**Prompt**
Return all of the entries word for word, but omit the pictures they contain.

**Provided data**
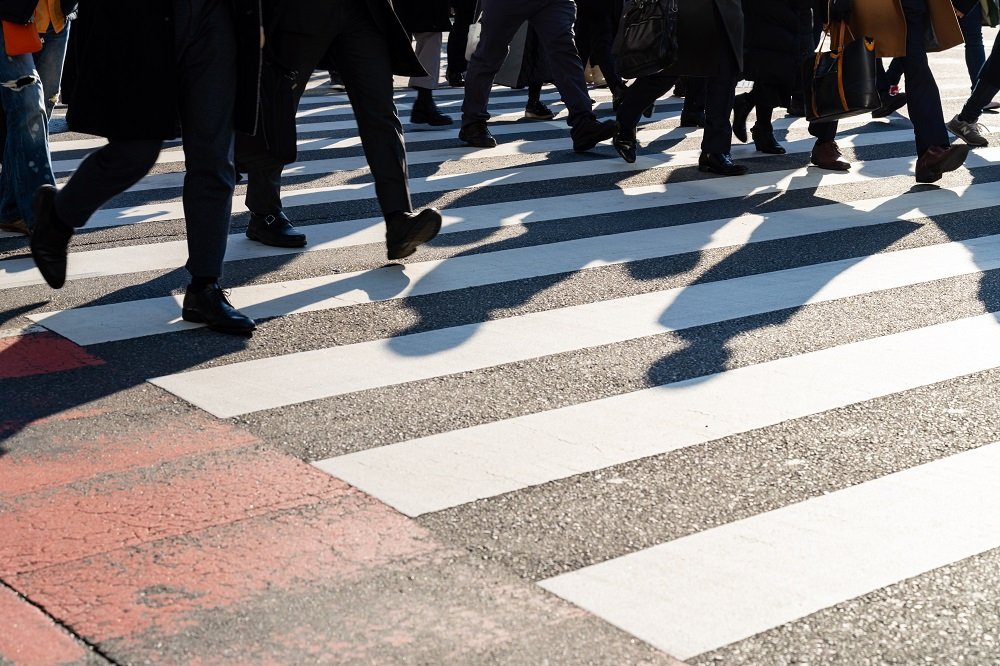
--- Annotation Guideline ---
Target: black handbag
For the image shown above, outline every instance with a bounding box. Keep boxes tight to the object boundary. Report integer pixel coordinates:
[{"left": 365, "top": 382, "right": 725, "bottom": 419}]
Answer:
[
  {"left": 612, "top": 0, "right": 679, "bottom": 79},
  {"left": 803, "top": 21, "right": 881, "bottom": 122}
]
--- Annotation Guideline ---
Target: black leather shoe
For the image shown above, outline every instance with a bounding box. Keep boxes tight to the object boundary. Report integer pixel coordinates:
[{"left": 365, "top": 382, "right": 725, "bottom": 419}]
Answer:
[
  {"left": 750, "top": 127, "right": 787, "bottom": 155},
  {"left": 385, "top": 208, "right": 441, "bottom": 259},
  {"left": 181, "top": 282, "right": 257, "bottom": 335},
  {"left": 916, "top": 143, "right": 969, "bottom": 183},
  {"left": 247, "top": 213, "right": 306, "bottom": 247},
  {"left": 733, "top": 93, "right": 753, "bottom": 143},
  {"left": 698, "top": 153, "right": 747, "bottom": 176},
  {"left": 458, "top": 120, "right": 497, "bottom": 148},
  {"left": 611, "top": 131, "right": 639, "bottom": 164},
  {"left": 569, "top": 118, "right": 618, "bottom": 153},
  {"left": 30, "top": 185, "right": 73, "bottom": 289}
]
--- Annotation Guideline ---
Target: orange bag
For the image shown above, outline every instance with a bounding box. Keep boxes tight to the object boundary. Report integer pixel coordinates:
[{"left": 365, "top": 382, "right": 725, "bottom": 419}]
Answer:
[{"left": 3, "top": 21, "right": 42, "bottom": 56}]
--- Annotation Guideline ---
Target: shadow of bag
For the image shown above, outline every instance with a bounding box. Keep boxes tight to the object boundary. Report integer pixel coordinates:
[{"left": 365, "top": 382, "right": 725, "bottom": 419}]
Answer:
[
  {"left": 803, "top": 21, "right": 881, "bottom": 122},
  {"left": 236, "top": 57, "right": 298, "bottom": 173}
]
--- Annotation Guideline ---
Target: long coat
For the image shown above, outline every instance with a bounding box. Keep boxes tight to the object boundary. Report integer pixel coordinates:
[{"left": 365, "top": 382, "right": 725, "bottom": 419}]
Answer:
[
  {"left": 743, "top": 0, "right": 812, "bottom": 89},
  {"left": 64, "top": 0, "right": 261, "bottom": 140},
  {"left": 664, "top": 0, "right": 743, "bottom": 76},
  {"left": 278, "top": 0, "right": 427, "bottom": 76},
  {"left": 392, "top": 0, "right": 451, "bottom": 33},
  {"left": 848, "top": 0, "right": 963, "bottom": 57}
]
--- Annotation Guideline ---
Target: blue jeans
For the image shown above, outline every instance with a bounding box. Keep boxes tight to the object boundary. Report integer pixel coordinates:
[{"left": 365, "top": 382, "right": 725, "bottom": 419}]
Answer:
[
  {"left": 0, "top": 26, "right": 69, "bottom": 228},
  {"left": 958, "top": 3, "right": 986, "bottom": 86}
]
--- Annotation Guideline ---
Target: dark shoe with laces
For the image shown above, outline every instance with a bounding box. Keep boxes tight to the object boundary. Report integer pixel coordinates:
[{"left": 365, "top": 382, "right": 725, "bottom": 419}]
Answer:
[
  {"left": 247, "top": 213, "right": 306, "bottom": 247},
  {"left": 698, "top": 153, "right": 747, "bottom": 176},
  {"left": 458, "top": 120, "right": 497, "bottom": 148},
  {"left": 917, "top": 143, "right": 969, "bottom": 183},
  {"left": 181, "top": 282, "right": 257, "bottom": 335},
  {"left": 733, "top": 93, "right": 753, "bottom": 143},
  {"left": 569, "top": 118, "right": 618, "bottom": 153},
  {"left": 750, "top": 127, "right": 787, "bottom": 155},
  {"left": 385, "top": 208, "right": 441, "bottom": 259},
  {"left": 809, "top": 141, "right": 851, "bottom": 171},
  {"left": 30, "top": 185, "right": 73, "bottom": 289},
  {"left": 611, "top": 130, "right": 639, "bottom": 164}
]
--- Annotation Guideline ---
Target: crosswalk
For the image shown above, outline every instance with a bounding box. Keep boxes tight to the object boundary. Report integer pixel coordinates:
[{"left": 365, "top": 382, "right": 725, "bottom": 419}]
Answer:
[{"left": 0, "top": 61, "right": 1000, "bottom": 663}]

**The result**
--- Annotation Guideline ---
Target: black handbag
For the image shown above, outline every instance with a bounding box. Keep boxes tight to the object boundary. Report integer pixel coordinates:
[{"left": 365, "top": 382, "right": 725, "bottom": 419}]
Answer:
[
  {"left": 612, "top": 0, "right": 679, "bottom": 79},
  {"left": 803, "top": 21, "right": 881, "bottom": 122}
]
--- Annotation Guideline ---
Target: black leather shoe
For the image shown above, outline every instance with a bounding box. Keep boxes tight to the object boundary. Report integer pixel coordinates:
[{"left": 365, "top": 382, "right": 725, "bottom": 419}]
Answer:
[
  {"left": 750, "top": 127, "right": 787, "bottom": 155},
  {"left": 385, "top": 208, "right": 441, "bottom": 259},
  {"left": 181, "top": 282, "right": 257, "bottom": 335},
  {"left": 916, "top": 143, "right": 969, "bottom": 183},
  {"left": 247, "top": 213, "right": 306, "bottom": 247},
  {"left": 733, "top": 93, "right": 753, "bottom": 143},
  {"left": 698, "top": 153, "right": 747, "bottom": 176},
  {"left": 458, "top": 120, "right": 497, "bottom": 148},
  {"left": 611, "top": 131, "right": 639, "bottom": 164},
  {"left": 569, "top": 118, "right": 618, "bottom": 153},
  {"left": 30, "top": 185, "right": 73, "bottom": 289}
]
--- Annotation Guideline ---
Target: orange bag
For the image shown above, outline every instance with a bounding box. Keep boxes tight to the object boundary. Report integer pixel coordinates:
[{"left": 365, "top": 382, "right": 725, "bottom": 419}]
Answer:
[{"left": 3, "top": 21, "right": 42, "bottom": 56}]
--- Annotation Guideline ---
Target: shadow of bag
For the image shown above, outline every instance with a bounding box. Keep boxes tight to the object boundary. Report integer pixel coordinates:
[{"left": 365, "top": 382, "right": 725, "bottom": 419}]
Answer:
[
  {"left": 803, "top": 21, "right": 881, "bottom": 122},
  {"left": 236, "top": 57, "right": 298, "bottom": 173}
]
--- Annotation Guideline ---
Target: long coat
For the image shown above, outline every instance with a bounding box. Keep boxes tight to the object boundary. Report integer pixel coordinates:
[{"left": 365, "top": 382, "right": 725, "bottom": 419}]
Answer:
[
  {"left": 743, "top": 0, "right": 812, "bottom": 89},
  {"left": 64, "top": 0, "right": 261, "bottom": 140},
  {"left": 664, "top": 0, "right": 743, "bottom": 76},
  {"left": 278, "top": 0, "right": 427, "bottom": 76},
  {"left": 392, "top": 0, "right": 451, "bottom": 33},
  {"left": 848, "top": 0, "right": 963, "bottom": 57}
]
--- Annotation Guideline ---
Target: blue jeans
For the image shown above, outline every instance with a bounding box. Keep boxes tight to the object boundary. Report integer pixel coordinates:
[{"left": 365, "top": 382, "right": 725, "bottom": 419}]
Answer:
[
  {"left": 0, "top": 26, "right": 69, "bottom": 228},
  {"left": 958, "top": 3, "right": 986, "bottom": 86}
]
--- Annotation Guideline ---
Target: dark shoe with laces
For the image shown above, outline every instance with a bounding box. Keep boxes tight to the object boundary. Report integer pixel coordinates:
[{"left": 365, "top": 382, "right": 725, "bottom": 419}]
Answer:
[
  {"left": 247, "top": 213, "right": 306, "bottom": 247},
  {"left": 698, "top": 153, "right": 747, "bottom": 176},
  {"left": 458, "top": 120, "right": 497, "bottom": 148},
  {"left": 917, "top": 143, "right": 969, "bottom": 183},
  {"left": 181, "top": 282, "right": 257, "bottom": 335},
  {"left": 733, "top": 93, "right": 753, "bottom": 143},
  {"left": 569, "top": 118, "right": 618, "bottom": 153},
  {"left": 750, "top": 127, "right": 787, "bottom": 155},
  {"left": 385, "top": 208, "right": 441, "bottom": 259},
  {"left": 809, "top": 141, "right": 851, "bottom": 171},
  {"left": 30, "top": 185, "right": 73, "bottom": 289},
  {"left": 611, "top": 130, "right": 639, "bottom": 164}
]
--- Annotation Guideline ---
Target: crosswalk
For the image shown above, outline every instance with a bounding box. Keep boxes tight to the object boundary. Report integer pixel coordinates:
[{"left": 365, "top": 382, "right": 725, "bottom": 419}]
Answer:
[{"left": 0, "top": 61, "right": 1000, "bottom": 663}]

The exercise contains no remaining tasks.